■ READING PASSAGE ■
Compared with prior studies of the effect of regulation (Dittmar and Smith, 1983; Reichstein and Bergofsky, 1983; Reschovsky and Ruchlin, 1993), this examination of regulation found more consistent and widespread positive effects on quality in board and care homes.
Safety. Like the other studies, this study found that regulation had a positive effect on the safety of the resident's environment. Licensure not only made it less likely that licensed homes would have the lowest scores on safety features, it also made it more likely that licensed homes would have a wider array of the safety features and supportive devices considered important by residents and others who study the ability of a facility to meet the needs of frail and disabled individuals (Moos and Lemke, 1978).
Quality of Life. This study found a consistent pattern with respect to many of the features that promote quality of life for residents. These include avoiding an institutional environment with little diversity and providing social and recreational aids and amenities. Homes in States with extensive regulatory systems and licensed homes performed better on these aspects of quality than their counterparts.
Quality of Care. Several factors suggest that homes in States with extensive regulation and homes that are licensed are better prepared to cope with the disability levels and potentially changing needs of residents who are clearly older and more impaired than residents were during the 1980s. These include: (1) greater availability of supportive services in licensed facilities; (2) greater operator training in care of the elderly and disabled; and (3) lower use of psychotropic drugs and medications contraindicated for use in the elderly in extensively regulated homes.
One of the first effects we see of extensive regulatory systems is in the nature and number of board and care homes. This section presents data on the total number of licensed homes across the country, their distribution across the study States, and characteristics relevant to their role in providing long-term care. It also reports estimates on the number of unlicensed homes in the study States, describes characteristics of the homes, including the "apartment-only" facilities, and discusses the association between regulation and the prevalence of unlicensed homes.

■ DATA SHOWN ■
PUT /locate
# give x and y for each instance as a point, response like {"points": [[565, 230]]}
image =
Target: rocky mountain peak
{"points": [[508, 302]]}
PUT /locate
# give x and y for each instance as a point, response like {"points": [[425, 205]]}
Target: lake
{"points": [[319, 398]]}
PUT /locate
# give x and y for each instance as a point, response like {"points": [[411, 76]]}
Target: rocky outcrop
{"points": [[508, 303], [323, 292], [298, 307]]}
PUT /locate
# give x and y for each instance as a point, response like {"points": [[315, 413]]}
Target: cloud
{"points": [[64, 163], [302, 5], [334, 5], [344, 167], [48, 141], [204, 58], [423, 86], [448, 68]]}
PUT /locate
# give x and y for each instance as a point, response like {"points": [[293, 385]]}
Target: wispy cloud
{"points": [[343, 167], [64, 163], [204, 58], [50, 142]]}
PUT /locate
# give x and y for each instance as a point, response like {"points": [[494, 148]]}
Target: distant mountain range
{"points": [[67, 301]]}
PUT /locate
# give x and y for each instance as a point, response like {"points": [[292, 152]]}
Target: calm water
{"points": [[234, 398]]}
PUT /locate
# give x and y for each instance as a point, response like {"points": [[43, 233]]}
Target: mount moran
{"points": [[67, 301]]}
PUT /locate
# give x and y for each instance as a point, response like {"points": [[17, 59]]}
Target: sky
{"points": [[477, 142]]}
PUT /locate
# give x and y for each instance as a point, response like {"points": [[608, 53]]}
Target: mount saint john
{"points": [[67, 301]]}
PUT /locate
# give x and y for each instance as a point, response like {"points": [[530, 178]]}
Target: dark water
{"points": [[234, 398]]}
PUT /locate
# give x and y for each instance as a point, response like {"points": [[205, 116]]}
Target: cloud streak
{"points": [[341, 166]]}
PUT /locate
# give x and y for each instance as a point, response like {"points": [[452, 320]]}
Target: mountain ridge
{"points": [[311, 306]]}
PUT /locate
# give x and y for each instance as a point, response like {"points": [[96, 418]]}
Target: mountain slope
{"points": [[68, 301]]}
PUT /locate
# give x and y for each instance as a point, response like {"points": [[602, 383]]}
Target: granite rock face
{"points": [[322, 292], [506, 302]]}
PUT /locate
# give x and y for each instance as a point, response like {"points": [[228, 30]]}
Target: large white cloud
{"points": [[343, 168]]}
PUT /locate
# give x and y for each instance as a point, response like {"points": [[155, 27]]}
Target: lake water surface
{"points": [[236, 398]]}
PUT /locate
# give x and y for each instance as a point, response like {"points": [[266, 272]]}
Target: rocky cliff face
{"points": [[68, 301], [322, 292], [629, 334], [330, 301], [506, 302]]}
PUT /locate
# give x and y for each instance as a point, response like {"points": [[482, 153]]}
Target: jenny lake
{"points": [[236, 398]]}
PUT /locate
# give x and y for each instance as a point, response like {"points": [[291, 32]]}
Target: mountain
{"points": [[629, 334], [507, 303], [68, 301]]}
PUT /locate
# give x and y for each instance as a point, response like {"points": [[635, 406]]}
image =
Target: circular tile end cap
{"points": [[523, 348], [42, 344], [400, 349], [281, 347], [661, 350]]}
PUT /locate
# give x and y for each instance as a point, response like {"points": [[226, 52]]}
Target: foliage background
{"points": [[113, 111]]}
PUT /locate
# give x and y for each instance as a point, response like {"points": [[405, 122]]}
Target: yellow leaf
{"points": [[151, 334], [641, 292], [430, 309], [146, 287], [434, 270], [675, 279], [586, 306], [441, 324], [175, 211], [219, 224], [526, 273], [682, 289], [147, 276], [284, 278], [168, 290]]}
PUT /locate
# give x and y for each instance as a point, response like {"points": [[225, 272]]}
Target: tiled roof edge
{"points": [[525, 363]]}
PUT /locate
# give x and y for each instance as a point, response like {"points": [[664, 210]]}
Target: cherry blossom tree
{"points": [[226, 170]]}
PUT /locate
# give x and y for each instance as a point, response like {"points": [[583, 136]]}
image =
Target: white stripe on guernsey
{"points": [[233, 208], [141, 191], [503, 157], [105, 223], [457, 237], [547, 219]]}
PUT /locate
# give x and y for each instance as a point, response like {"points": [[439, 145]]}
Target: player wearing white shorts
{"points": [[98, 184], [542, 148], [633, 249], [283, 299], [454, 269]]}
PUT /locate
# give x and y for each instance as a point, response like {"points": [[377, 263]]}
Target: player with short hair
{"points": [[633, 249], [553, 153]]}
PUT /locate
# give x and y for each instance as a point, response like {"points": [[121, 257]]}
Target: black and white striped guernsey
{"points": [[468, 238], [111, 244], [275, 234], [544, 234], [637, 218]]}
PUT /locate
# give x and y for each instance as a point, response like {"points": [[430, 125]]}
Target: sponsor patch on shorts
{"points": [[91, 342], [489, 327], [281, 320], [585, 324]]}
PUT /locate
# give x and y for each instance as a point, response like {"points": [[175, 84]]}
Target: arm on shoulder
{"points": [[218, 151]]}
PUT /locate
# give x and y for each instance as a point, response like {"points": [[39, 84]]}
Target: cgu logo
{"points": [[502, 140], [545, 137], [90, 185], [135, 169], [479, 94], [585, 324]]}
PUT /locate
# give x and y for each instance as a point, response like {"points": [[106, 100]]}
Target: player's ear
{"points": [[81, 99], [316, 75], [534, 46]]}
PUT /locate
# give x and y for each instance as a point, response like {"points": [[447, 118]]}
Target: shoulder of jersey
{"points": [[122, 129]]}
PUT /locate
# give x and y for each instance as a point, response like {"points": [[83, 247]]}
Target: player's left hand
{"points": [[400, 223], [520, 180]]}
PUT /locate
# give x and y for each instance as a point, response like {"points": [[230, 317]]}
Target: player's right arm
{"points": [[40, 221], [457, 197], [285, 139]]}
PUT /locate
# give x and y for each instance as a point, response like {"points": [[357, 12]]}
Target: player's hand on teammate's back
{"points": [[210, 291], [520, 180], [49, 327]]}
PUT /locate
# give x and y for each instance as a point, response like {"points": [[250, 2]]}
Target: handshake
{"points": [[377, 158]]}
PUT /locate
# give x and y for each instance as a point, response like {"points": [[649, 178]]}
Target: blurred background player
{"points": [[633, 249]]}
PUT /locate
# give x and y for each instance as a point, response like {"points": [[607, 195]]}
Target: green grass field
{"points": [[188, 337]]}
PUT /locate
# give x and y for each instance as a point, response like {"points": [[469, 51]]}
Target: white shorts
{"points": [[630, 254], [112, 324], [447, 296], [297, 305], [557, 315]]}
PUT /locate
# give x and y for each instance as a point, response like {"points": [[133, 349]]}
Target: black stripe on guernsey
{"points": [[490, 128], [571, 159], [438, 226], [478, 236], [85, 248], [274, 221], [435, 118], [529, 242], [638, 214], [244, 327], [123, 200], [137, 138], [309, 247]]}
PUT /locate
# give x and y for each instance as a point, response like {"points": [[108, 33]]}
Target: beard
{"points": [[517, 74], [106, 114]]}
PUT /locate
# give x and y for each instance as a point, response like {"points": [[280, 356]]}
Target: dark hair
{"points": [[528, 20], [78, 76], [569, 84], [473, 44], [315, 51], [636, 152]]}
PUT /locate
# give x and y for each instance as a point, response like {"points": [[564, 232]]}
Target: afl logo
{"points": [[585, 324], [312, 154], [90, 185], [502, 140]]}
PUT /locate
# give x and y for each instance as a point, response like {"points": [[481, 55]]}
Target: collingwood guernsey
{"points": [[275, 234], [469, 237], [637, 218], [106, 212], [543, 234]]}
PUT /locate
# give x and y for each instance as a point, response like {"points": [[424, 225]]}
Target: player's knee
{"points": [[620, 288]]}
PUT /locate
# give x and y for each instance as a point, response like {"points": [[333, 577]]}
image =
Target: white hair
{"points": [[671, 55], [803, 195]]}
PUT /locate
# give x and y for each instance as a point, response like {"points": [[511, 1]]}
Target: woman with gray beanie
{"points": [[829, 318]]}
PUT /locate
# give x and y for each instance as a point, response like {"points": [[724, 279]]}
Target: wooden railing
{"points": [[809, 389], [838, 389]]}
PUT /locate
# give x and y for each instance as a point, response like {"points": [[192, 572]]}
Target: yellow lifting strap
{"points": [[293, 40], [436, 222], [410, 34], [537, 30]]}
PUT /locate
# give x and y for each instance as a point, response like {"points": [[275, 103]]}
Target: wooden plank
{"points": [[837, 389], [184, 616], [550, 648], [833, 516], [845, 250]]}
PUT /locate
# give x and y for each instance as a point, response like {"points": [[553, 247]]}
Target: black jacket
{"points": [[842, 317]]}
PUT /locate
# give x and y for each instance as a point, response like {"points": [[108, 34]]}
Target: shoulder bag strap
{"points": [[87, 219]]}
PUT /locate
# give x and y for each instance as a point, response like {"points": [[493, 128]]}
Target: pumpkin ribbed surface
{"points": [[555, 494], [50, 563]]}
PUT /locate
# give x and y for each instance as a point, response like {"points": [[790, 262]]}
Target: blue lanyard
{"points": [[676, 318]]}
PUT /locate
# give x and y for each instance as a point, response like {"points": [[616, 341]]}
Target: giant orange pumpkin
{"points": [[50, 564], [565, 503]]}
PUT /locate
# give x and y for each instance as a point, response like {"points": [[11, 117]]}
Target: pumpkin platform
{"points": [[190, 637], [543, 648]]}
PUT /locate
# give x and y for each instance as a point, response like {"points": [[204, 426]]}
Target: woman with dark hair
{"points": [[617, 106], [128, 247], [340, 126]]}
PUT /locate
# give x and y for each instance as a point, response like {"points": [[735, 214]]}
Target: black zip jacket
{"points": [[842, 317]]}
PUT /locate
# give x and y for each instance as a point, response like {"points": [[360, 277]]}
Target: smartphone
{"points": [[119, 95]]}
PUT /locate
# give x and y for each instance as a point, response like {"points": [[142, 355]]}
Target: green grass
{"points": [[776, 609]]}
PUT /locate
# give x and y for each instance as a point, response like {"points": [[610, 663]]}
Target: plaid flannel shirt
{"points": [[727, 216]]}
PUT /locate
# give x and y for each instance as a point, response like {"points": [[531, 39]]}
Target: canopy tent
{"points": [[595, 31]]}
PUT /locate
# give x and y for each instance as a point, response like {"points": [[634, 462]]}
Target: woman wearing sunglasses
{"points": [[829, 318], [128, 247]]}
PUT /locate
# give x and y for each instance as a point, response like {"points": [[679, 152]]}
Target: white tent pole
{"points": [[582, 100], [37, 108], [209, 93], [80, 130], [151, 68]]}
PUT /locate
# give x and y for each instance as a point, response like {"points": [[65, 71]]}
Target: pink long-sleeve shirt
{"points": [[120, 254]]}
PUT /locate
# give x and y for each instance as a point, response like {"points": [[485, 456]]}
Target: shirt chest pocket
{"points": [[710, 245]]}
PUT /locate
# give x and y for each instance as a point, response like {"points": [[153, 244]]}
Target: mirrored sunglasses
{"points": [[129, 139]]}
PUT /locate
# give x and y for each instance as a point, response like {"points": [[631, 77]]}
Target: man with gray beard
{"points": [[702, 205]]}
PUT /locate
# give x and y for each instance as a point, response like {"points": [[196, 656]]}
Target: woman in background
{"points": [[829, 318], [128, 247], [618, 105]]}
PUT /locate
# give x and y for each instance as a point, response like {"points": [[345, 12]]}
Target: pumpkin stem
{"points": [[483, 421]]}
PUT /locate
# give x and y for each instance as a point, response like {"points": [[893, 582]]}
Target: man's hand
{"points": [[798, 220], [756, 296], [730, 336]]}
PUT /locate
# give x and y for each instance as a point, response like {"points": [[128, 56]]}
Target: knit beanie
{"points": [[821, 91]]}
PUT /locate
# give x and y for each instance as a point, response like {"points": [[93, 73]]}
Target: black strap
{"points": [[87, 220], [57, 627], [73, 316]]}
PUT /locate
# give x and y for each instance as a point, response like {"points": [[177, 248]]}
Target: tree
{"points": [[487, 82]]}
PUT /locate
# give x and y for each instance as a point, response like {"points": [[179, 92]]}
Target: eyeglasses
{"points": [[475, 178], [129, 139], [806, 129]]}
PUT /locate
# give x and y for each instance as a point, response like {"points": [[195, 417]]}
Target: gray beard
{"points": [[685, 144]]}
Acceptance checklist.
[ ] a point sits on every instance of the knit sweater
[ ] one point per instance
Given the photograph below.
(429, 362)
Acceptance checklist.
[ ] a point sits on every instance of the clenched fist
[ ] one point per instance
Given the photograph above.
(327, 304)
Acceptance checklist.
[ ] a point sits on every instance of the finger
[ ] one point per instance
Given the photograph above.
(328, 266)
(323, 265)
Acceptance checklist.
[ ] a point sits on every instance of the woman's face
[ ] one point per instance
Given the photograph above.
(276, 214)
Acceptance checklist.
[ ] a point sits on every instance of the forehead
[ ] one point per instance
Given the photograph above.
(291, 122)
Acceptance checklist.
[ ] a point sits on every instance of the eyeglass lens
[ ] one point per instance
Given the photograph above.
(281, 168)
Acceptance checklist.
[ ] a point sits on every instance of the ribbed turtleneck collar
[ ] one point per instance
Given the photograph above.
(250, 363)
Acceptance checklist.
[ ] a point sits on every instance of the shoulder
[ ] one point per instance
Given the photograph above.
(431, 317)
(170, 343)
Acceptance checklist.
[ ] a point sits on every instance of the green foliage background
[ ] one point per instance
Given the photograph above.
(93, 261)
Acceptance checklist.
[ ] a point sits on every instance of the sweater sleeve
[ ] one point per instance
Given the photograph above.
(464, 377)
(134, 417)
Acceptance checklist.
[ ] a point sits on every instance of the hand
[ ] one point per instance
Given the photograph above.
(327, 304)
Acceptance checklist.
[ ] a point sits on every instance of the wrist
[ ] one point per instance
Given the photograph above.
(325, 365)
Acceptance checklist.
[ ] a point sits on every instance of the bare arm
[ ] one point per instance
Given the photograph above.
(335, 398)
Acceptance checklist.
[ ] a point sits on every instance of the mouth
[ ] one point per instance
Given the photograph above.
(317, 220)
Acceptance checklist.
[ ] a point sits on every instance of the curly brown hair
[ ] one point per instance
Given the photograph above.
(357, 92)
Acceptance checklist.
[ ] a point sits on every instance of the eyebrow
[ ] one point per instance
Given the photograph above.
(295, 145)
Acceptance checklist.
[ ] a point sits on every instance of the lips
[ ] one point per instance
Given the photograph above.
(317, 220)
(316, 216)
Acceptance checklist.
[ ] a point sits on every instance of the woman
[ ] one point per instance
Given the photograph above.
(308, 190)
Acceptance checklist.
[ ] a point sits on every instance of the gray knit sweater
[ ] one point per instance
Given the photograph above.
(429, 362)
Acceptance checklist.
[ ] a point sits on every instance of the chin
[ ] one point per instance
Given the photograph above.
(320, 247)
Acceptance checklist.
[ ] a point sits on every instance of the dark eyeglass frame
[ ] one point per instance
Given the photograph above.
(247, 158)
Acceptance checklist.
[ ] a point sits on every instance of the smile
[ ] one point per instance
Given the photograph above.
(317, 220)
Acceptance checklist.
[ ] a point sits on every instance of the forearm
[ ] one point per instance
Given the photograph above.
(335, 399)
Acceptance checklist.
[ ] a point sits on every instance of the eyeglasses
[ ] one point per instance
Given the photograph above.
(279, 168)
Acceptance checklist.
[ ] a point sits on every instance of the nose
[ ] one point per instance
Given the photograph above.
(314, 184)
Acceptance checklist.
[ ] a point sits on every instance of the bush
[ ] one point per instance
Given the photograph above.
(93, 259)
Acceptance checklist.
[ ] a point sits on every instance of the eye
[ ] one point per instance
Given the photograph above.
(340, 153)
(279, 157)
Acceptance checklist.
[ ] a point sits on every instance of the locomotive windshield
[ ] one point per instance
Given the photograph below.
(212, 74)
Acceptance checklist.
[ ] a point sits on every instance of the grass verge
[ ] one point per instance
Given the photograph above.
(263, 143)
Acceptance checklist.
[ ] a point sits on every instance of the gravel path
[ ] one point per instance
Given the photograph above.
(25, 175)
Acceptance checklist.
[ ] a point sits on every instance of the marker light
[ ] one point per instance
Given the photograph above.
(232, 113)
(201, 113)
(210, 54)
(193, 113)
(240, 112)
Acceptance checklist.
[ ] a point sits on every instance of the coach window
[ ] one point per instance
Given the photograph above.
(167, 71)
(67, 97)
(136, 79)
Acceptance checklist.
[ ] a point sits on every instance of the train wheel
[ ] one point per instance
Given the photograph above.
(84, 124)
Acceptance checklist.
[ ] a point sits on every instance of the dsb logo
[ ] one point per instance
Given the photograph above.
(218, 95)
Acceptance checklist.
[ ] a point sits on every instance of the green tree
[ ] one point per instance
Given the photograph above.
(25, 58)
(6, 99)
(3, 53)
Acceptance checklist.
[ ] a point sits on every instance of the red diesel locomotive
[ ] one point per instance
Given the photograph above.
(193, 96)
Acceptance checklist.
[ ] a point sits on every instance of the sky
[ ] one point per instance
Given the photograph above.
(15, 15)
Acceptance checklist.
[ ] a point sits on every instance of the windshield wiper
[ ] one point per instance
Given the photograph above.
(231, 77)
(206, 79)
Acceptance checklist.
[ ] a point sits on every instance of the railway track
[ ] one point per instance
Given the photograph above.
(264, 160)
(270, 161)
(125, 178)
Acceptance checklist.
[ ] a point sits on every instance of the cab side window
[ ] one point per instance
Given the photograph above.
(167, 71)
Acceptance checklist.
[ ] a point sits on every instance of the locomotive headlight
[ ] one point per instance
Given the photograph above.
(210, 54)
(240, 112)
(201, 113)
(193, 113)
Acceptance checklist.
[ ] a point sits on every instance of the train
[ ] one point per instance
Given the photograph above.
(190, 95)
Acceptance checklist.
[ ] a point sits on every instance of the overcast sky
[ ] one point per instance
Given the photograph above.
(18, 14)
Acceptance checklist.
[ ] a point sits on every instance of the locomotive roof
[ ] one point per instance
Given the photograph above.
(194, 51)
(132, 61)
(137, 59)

■ REQUIRED TASKS ■
a. Extract everything in the board and care homes text from "Compared with prior" down to "in board and care homes.".
b. Decide whether each statement agrees with the board and care homes text, answering yes or no and quoting the words that settle it: (i) Licensed homes were more likely to offer a wider range of safety features. (ii) The study found no consistent pattern in the features that promote residents' quality of life. (iii) Extensively regulated homes used psychotropic drugs more often.
c. Proceed with the board and care homes text, picking up after its final sentence.
The rows have nothing to do with the text on board and care homes.

■ ANSWERS FOR THIS EXERCISE ■
a.
Compared with prior studies of the effect of regulation (Dittmar and Smith, 1983; Reichstein and Bergofsky, 1983; Reschovsky and Ruchlin, 1993), this examination of regulation found more consistent and widespread positive effects on quality in board and care homes.

b.
(i) Yes: "it also made it more likely that licensed homes would have a wider array of the safety features and supportive devices"
(ii) No: "This study found a consistent pattern with respect to many of the features that promote quality of life for residents."
(iii) No: "lower use of psychotropic drugs and medications contraindicated for use in the elderly in extensively regulated homes"

c.
There are an estimated 34,090 licensed board and care homes with more than 600,000 beds.
Study findings suggest that States with extensive regulation have a larger supply of licensed board and care home beds, fewer unlicensed homes, and a lower supply of nursing home beds. In addition, homes in States with extensive regulatory systems have residents who tend to be older and more disabled than residents in States with limited regulatory systems.
7.1.1 Supply of Licensed Board and Care Homes and Beds
Licensed homes are not evenly distributed across the States. In 1990, the number of licensed homes serving a primarily older population ranged from a low of 24 homes in Wyoming to more than 4,000 facilities in Michigan and California. Total beds ranged from a reported low of 195 beds in West Virginia to more than 60,000 in Florida and 90,000 in California (Hawes et al., 1993). These variations were associated with differences in the population age 65 and older among States. However, data from the current study suggest that variations in supply may also be associated with policy differences about the role or niche of licensed board and care in providing residentially based long-term care.
States have a variety of options for meeting the needs of the elderly and disabled for residential long-term care. One option is board and care homes. Another option is nursing homes. We used data from other studies on nursing home and board and care home supply and analyzed the differences between States we identified as having extensive or limited regulatory systems.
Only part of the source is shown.